* _What this exercise asks_:
**a.** Summarize the excerpt on the long-term efficacy of rTMS in cognitive domains in two sentences.
**b.** State whether each statement agrees with the excerpt on the long-term efficacy of rTMS. Answer yes or no for each, and quote the deciding words. (i) The working memory analysis included 4 studies with a total of 125 patients. (ii) A fixed effect model was used for the follow-up data. (iii) Two of the included articles followed up patients for only 2 weeks.
**c.** Carry on the excerpt on the long-term efficacy of rTMS in cognitive domains from the point where it stops.

* _Excerpt_:
********
Long-Term Efficacy of rTMS Treatment in Various Cognitive Domains
Only 4 articles with follow-up data were included, 2 of which only followed up patients for 2 weeks, and the others followed up patients for 1 months and 3 months, respectively. Due to the heterogeneity of language function within the group (I2 = 55%), random effect model were used. Various cognitive domains results were shown in Figure 6.
Processing Speed
Data of rTMS treatment on processing speed from 3 studies were analyzed, which included a total of 109 patients. There was no significant difference between rTMS and the sham operations during follow-up (Figure 6).
Executive Function
Data of rTMS treatment on executive function from 4 studies were analyzed, which included a total of 119 patients. There was no significant difference between rTMS and the sham operations during follow-up (Figure 6).
Working Memory
Data of rTMS treatment on working memory from 4 studies were analyzed, which included a total of 125 patients. The result showed that rTMS stimulation had a significant long-term efficacy compared to sham-stimulation (SMD = 0.45, 95% CI, 0.09–0.80, P = 0.01) (Figure 6).
Language Function
Data of rTMS treatment on language function from 4 studies were analyzed, which included a total of 113 patients. rTMS stimulation has produced significant long-term efficacy compared to sham stimulation (SMD = 0.77, 95% CI, 0.14–1.41, P = 0.02) (Figure 6).
Discussion
Although there were several earlier meta-analyses published on the effects of rTMS on the cognitive domain in psychiatric disorders, there was no specific and detailed systematic review on SZs. To our best knowledge, this study was the first meta-analysis on rTMS-treated cognitive domain in SZs. Our results supported the value and efficacy of high-frequency rTMS on improving the cognitive deficits in SZs, especially in working memory (both acute and long-term effects).
********
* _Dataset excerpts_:
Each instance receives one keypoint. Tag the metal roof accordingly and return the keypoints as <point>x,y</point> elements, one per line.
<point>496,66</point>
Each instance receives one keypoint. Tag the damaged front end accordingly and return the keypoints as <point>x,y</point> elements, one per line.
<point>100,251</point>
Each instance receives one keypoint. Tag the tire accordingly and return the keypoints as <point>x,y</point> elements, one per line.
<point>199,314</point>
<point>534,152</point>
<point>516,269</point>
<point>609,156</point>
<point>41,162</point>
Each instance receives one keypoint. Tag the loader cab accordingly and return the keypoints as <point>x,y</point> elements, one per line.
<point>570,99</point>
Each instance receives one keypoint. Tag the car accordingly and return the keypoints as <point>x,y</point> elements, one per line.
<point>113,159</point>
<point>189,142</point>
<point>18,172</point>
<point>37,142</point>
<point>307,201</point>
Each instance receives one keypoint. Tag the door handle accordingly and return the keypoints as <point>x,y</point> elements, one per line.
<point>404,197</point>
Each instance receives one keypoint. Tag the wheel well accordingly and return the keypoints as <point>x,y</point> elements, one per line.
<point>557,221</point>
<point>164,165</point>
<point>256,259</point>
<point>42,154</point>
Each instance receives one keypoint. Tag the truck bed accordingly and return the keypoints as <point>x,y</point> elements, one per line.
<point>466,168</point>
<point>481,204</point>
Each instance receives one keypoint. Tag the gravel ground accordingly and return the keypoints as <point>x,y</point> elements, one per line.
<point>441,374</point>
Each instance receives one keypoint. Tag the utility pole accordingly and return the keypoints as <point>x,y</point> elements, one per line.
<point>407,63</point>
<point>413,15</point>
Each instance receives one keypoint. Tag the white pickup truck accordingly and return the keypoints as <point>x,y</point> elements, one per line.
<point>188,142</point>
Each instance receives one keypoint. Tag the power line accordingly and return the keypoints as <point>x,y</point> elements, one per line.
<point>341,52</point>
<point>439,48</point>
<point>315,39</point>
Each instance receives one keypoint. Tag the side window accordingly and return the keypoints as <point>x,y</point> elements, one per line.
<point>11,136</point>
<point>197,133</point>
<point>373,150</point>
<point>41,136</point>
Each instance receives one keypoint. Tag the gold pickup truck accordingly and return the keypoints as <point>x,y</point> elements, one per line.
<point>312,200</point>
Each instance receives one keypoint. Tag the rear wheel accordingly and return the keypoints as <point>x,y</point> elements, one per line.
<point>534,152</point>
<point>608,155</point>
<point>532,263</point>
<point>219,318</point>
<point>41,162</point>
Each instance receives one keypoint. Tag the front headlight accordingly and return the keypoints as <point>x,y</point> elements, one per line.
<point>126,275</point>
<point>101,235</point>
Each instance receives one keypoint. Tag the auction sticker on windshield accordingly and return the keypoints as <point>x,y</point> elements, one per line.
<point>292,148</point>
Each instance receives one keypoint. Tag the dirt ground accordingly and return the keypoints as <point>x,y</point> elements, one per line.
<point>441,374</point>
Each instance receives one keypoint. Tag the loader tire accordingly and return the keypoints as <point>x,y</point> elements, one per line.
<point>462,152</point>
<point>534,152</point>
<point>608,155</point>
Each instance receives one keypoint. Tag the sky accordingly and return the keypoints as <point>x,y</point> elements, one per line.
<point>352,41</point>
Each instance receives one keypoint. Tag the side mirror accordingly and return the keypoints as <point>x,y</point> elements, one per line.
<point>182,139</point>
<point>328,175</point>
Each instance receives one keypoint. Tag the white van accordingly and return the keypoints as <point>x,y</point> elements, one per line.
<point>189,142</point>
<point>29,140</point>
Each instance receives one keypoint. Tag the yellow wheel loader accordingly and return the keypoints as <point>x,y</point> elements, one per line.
********
* _Responses for each task_:
**a.** At follow-up, rTMS did not differ significantly from sham for processing speed or executive function, but it showed significant long-term efficacy for working memory and language function. The authors describe the study as the first meta-analysis on rTMS-treated cognitive domain in SZs and say their results support high-frequency rTMS for improving cognitive deficits in SZs, especially in working memory.

**b.**
(i) Yes: "Data of rTMS treatment on working memory from 4 studies were analyzed, which included a total of 125 patients."
(ii) No: "random effect model were used."
(iii) Yes: "2 of which only followed up patients for 2 weeks"

**c.**
Acute Effects of rTMS Treatment on Various Cognitive Domains
This meta-analysis of rTMS revealed a significant main effect size of rTMS on working memory in SZs, which was consistent with the results of Guse et al. (23) In fact, for the cognitive improvement, the similar report happened to other mental illness meta-analysis, for example Liao et al. (37) showed that high-frequency rTMS could represent a promising therapeutic method for improving the impaired cognitive function in dementia patients. Even in normal people, Moser et al. (38) performed rTMS stimulation (20 Hz and 80% MT) on DLPFC in 19 patients with dysfunction showed that the rTMS had significant effects. The exact mechanism of rTMS in the treatment of cognitive impairment is still not clear. But as far as we know rTMS could induce currents in local areas of the cerebral cortex through rapidly changing magnetic fields to reshape local brain function and functional connectivity in different brain regions. In recent years, with the development of neuroanatomical and functional imaging studies, the mystery of rTMS in the treatment of mental diseases has been further uncovered. Multiple studies (39, 40) have shown that dopamine (DA) neurotransmitters in SZs were disordered. The activity of DA neurons is regulated by activation and inhibition pathways in the prefrontal cortex, which is related to cognitive deficit. In fact, studies (41, 42) have found that activation in the prefrontal cortex can regulate the release of dopamine by rTMS, which may be the basis for treating cognitive deficit of SZs. In addition, most of the patients enrolled in this study had negative symptoms, the improvement of negative symptoms of SZs treated with high-frequency rTMS may improve the cognitive ability.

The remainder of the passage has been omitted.